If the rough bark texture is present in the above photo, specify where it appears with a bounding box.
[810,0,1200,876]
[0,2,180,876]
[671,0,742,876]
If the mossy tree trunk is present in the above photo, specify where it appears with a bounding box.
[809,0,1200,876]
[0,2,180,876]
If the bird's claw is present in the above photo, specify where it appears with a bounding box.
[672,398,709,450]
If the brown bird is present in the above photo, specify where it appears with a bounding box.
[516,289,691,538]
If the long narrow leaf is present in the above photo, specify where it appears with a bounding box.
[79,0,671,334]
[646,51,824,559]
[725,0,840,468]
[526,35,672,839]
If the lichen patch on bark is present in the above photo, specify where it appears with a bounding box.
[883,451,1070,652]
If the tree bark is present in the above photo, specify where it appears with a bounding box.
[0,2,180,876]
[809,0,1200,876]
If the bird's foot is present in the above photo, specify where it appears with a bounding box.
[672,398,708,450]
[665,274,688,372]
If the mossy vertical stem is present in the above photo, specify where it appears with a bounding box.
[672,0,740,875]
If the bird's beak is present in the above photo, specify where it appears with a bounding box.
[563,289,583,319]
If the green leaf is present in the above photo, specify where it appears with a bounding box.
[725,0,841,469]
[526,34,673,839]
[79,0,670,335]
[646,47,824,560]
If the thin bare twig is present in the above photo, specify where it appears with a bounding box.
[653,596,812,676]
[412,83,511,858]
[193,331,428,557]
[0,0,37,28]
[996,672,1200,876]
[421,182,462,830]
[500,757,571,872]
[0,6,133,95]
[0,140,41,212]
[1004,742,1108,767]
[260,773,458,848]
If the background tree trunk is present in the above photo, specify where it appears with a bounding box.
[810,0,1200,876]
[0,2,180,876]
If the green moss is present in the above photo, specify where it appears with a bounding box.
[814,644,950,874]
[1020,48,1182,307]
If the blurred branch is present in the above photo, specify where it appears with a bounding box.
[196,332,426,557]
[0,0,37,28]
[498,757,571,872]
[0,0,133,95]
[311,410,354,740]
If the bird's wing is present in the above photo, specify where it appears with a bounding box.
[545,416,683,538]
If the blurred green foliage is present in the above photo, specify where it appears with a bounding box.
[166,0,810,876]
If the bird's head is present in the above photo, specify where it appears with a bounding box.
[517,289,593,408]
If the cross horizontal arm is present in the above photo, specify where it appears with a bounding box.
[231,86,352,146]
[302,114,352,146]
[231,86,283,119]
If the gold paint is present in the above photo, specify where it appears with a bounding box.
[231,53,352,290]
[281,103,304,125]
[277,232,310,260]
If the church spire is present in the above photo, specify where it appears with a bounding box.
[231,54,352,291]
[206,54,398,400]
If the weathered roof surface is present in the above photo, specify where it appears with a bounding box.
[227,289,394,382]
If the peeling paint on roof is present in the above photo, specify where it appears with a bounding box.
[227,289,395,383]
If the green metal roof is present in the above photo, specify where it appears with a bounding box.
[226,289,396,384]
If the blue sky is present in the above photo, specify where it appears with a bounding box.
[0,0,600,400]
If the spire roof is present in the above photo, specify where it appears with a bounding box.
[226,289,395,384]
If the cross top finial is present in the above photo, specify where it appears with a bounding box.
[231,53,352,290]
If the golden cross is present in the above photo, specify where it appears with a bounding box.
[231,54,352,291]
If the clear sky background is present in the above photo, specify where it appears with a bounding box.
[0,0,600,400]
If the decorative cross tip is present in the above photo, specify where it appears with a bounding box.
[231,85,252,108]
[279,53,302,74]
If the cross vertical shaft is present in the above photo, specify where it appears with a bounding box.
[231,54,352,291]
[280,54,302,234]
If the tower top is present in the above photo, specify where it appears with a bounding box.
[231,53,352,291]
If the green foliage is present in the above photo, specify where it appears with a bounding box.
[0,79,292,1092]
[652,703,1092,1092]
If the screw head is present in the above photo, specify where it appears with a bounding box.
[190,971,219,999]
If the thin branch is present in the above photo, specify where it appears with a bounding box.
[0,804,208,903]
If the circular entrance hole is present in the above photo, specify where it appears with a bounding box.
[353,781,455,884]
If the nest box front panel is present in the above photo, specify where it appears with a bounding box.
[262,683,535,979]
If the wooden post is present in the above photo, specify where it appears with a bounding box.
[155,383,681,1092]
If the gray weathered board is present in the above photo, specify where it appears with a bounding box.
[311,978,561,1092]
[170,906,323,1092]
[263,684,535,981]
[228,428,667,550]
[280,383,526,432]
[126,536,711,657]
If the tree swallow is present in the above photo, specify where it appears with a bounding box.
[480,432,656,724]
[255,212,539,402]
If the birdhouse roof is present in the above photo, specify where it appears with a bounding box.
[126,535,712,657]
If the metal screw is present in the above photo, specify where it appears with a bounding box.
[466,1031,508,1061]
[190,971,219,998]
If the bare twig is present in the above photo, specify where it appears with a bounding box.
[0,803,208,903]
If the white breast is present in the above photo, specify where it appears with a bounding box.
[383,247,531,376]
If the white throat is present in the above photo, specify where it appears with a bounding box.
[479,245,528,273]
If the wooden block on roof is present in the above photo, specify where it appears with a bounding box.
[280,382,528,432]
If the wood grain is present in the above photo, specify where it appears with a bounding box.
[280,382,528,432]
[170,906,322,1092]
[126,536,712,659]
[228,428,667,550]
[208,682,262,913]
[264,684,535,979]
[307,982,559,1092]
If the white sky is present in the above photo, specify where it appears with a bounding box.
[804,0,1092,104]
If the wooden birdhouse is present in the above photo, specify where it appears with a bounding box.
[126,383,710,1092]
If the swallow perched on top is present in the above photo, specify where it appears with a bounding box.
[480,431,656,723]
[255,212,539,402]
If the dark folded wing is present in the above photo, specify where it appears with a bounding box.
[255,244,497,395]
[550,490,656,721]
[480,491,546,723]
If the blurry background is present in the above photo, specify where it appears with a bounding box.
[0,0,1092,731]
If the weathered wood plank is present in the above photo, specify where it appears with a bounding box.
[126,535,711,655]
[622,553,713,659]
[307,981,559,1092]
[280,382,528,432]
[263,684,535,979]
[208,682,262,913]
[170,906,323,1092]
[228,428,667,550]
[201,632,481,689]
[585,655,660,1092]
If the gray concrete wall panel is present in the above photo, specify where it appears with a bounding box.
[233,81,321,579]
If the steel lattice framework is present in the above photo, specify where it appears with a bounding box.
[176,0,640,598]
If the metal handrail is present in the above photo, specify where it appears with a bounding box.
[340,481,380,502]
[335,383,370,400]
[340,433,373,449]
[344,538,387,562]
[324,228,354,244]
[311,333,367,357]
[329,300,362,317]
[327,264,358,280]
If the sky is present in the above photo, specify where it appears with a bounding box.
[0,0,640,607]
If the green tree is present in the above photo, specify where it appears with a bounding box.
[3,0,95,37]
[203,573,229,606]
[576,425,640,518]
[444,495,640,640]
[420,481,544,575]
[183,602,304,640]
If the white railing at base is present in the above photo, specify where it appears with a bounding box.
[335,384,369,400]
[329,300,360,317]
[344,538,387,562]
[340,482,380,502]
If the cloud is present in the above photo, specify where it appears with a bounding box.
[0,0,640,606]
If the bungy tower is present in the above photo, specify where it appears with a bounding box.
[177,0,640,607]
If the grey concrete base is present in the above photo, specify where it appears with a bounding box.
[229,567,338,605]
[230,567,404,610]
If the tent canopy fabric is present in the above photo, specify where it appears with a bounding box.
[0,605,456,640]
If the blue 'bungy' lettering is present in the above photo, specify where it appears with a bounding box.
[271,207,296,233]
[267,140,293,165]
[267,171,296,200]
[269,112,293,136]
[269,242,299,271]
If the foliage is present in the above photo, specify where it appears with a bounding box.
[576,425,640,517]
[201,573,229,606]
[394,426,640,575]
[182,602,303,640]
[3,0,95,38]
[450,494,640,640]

--------------------

**WHAT YOU SHOULD DO:**
Rewrite all of the rows above, replacing "specify where it appears" with "mark its location" wherever it occurs and leaving everything else the same.

**ANSWER TO THIS EXERCISE:**
If the rough bark texture is present in the above photo, mark its location with a bounding box.
[810,0,1200,876]
[0,2,180,876]
[671,0,742,876]
If the mossy tree trunk is present in the above photo, mark its location with a bounding box.
[809,0,1200,876]
[0,2,180,876]
If the bird's claw is present in the above photo, mark its location with a bounding box.
[672,398,709,450]
If the brown bird is present in the above photo, mark its location with a bounding box.
[516,289,691,538]
If the long narrow leaf is present in the above photo, mark its location with a bounding box.
[79,0,671,334]
[646,51,824,559]
[725,0,840,468]
[526,35,672,839]
If the lichen patch on bark is present in the above photo, mark its location with a bounding box.
[883,451,1070,652]
If the tree bark is present in the above photo, mark its location with a bounding box.
[0,2,180,876]
[809,0,1200,876]
If the bird's foot is present in the above photo, mark its location with a bounding box.
[672,398,708,450]
[665,274,688,372]
If the mossy vertical stem is present in the above photo, mark its location with a bounding box.
[672,0,740,875]
If the bird's beak is present in the above photo, mark its location with a bounding box.
[563,289,583,319]
If the green leaf is present in the above photo, mark its location with a bounding box.
[725,0,841,469]
[526,34,673,839]
[79,0,670,335]
[646,47,824,560]
If the thin bare twig is present in the above photo, mark its location with a bounding box.
[653,596,812,676]
[412,83,511,858]
[193,331,428,557]
[0,0,37,28]
[996,672,1200,876]
[421,182,462,830]
[500,757,571,872]
[0,6,133,95]
[0,140,41,212]
[1004,742,1108,767]
[260,773,458,848]
If the background tree trunk is present in the above photo, mark its location with a bounding box.
[810,0,1200,876]
[0,2,180,876]
If the green moss is present in the above photo, mark its location with a bounding box.
[814,644,950,874]
[1020,48,1182,307]
If the blurred branch is present in the above photo, mark its location with a bounding box.
[196,332,426,557]
[0,0,37,28]
[498,757,571,872]
[0,0,133,95]
[311,410,354,740]
If the bird's wing is present in the above photo, mark its location with a bounding box.
[545,416,683,538]
If the blurred green foliage is present in the above photo, mark its location with a bounding box.
[166,0,810,876]
If the bird's head is present in the above photo, mark its location with a bounding box.
[517,289,593,408]
If the cross horizontal arm is present in the above photo, mark its location with a bounding box.
[231,86,352,146]
[302,114,352,146]
[231,86,283,119]
If the gold paint is present in the above photo, mark its location with a bounding box.
[231,53,352,290]
[281,103,304,125]
[277,232,310,260]
If the church spire is present in the above photo, mark its location with a bounding box.
[231,54,352,291]
[206,54,398,400]
If the weathered roof surface is present in the above photo, mark its location with a bounding box.
[227,289,394,382]
If the peeling paint on roof is present in the above photo, mark its location with a bounding box.
[227,289,395,383]
If the green metal roof is present in the above photo, mark its location with a bounding box.
[226,289,396,384]
If the blue sky is present in the above photo, mark its location with a bounding box.
[0,0,600,400]
If the spire roof is present in the above photo, mark its location with a bounding box.
[226,289,395,384]
If the cross top finial is present in the above photo, mark its location with a bounding box.
[231,53,352,290]
If the golden cross is present in the above photo, mark its location with a bounding box.
[231,54,352,291]
If the clear sky background is present in the above photo, mark its location with a bounding box.
[0,0,600,400]
If the decorative cross tip is present in the above photo, mark its location with a bounding box.
[231,85,252,108]
[279,53,302,74]
If the cross vertical shaft is present in the above photo, mark its location with a bounding box.
[231,54,352,291]
[280,54,302,234]
If the tower top is present in the above photo, mark its location with a bounding box.
[231,53,352,291]
If the green foliage is present in the above photo, mark its location with a bounding box.
[0,79,292,1092]
[652,703,1092,1092]
If the screw head is present in the above photo, mark its location with a bounding box.
[190,971,219,999]
If the thin branch is present in the above photo, mark its location with a bounding box.
[0,804,208,903]
If the circular entrance hole is present in the above photo, mark its location with a bounding box.
[353,781,455,884]
If the nest box front panel is present in the above photo, mark its location with a bounding box.
[262,683,535,979]
If the wooden post is present in the above photo, mark its location with a bounding box.
[155,383,681,1092]
If the gray weathered board is present in the above photo, mark its location with a bounding box.
[311,978,561,1092]
[170,906,323,1092]
[263,684,535,981]
[228,428,667,550]
[280,383,526,432]
[126,536,711,657]
If the tree swallow is present in the above photo, mark its location with a bounding box.
[480,432,656,724]
[255,212,539,402]
If the birdhouse roof is present in the above photo, mark its location with a bounding box.
[126,535,712,657]
If the metal screw is present in the above photo, mark its location with a bounding box.
[466,1031,508,1061]
[190,971,219,998]
If the bare twig is present in the above photo, mark its location with a bounding box.
[0,803,208,903]
If the white breast is present in the above photo, mark its location with a bounding box.
[383,247,531,376]
If the white throat is present in the above photo, mark its location with a bounding box.
[479,245,528,273]
If the wooden block on roof is present in the above photo, mark its location with a bounding box.
[280,382,528,432]
If the wood grain is present in the above photo, mark its location with a bounding box.
[280,382,528,432]
[170,906,322,1092]
[126,536,712,659]
[228,428,667,550]
[208,682,262,913]
[264,684,535,979]
[307,982,559,1092]
If the white sky is present in the above photo, mark its location with a bounding box.
[804,0,1092,104]
If the wooden birdhouse is present in the above photo, mark its location with a bounding box.
[126,383,710,1092]
If the swallow perched on top is present in the above photo, mark its location with a bounding box.
[480,431,656,723]
[255,212,539,402]
If the dark folded wing is present in the above photo, mark its location with a bounding box.
[255,244,497,395]
[550,490,656,721]
[480,491,546,723]
If the blurry background is present in the above photo, mark its location with a bounding box.
[0,0,1092,731]
If the weathered wood plank is present in the above photo, mark its location with a bounding box.
[126,535,711,655]
[622,553,713,659]
[307,981,559,1092]
[280,382,528,432]
[263,684,535,979]
[208,682,262,913]
[170,906,323,1092]
[228,428,667,550]
[201,632,481,689]
[585,655,660,1092]
If the gray concrete wall panel is present in the above photo, mark its location with a bounding box.
[233,81,321,579]
If the steel lattice framework is present in the above photo, mark its location with a bounding box.
[176,0,640,598]
If the metal handrail is present in the above photo, mark its location with a bounding box.
[340,481,380,502]
[335,383,370,400]
[340,433,373,449]
[344,538,387,562]
[324,228,354,244]
[311,333,367,357]
[329,300,362,317]
[327,264,358,280]
If the sky is present in the above photo, mark its location with a bounding box.
[0,0,640,607]
If the green tree is present in the above photo, mark its location with a bounding box.
[3,0,95,37]
[203,573,229,606]
[576,425,640,518]
[444,495,640,640]
[420,481,544,575]
[183,602,304,640]
If the white railing at base is present in the above photo, mark its location with a bounding box.
[335,384,369,400]
[329,300,360,317]
[344,538,387,562]
[340,482,380,502]
If the cloud is present in the above photo, mark its location with a bounding box.
[0,0,640,606]
If the bungy tower is present in the above photo, mark its location with a bounding box.
[177,0,640,607]
If the grey concrete base is present in the above photo, mark its location with a bounding box.
[229,567,338,605]
[230,567,404,610]
If the tent canopy fabric is present in the above photo, mark its location with a bounding box.
[0,605,456,640]
If the blue 'bungy' lettering is present in the above photo, mark its location with a bounding box.
[271,207,296,233]
[267,140,293,165]
[267,171,296,200]
[269,112,293,136]
[269,242,299,271]
If the foliage is present in the above photo, mark its location with a bounding box.
[576,425,640,517]
[201,573,229,606]
[394,426,640,575]
[182,602,303,640]
[3,0,95,38]
[450,494,640,640]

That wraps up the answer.